▶ RECORDED DATA:
━━━━━━

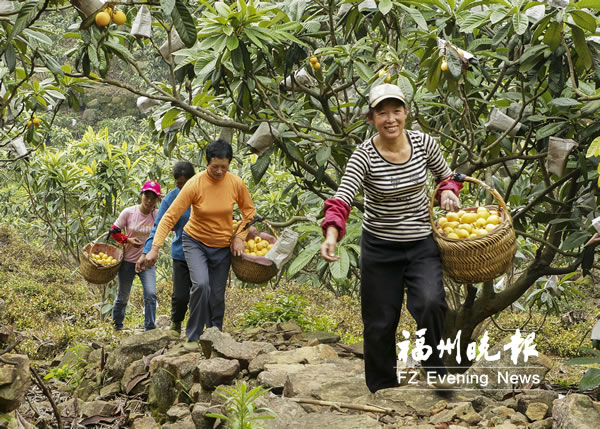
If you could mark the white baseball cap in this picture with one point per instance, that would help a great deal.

━━━━━━

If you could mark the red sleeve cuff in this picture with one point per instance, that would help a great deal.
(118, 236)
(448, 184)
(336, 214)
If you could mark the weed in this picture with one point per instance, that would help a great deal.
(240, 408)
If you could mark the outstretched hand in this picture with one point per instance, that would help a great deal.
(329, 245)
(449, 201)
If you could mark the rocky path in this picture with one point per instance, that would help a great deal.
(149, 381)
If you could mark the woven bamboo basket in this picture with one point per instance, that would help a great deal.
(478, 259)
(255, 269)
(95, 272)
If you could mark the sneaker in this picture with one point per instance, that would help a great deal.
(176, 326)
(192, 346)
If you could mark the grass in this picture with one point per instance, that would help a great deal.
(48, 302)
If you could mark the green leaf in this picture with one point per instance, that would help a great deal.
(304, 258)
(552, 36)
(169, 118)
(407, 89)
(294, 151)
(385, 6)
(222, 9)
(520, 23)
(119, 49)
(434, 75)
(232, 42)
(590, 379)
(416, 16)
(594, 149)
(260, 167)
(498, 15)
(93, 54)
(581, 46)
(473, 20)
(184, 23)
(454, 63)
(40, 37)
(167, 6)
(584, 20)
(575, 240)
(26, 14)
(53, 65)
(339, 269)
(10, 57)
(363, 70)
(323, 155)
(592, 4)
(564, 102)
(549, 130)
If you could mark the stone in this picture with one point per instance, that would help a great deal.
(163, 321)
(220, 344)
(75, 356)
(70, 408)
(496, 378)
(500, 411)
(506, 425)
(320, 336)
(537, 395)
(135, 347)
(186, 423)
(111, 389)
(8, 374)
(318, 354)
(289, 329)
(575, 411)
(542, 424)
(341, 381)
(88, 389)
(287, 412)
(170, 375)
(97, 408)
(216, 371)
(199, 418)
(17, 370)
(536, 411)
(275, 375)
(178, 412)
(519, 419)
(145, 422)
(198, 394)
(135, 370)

━━━━━━

▶ SHORT EXERCISE: State how many lines in the items above contain the word "white". Reply with the number alone.

▶ EXPECTED ANSWER: 1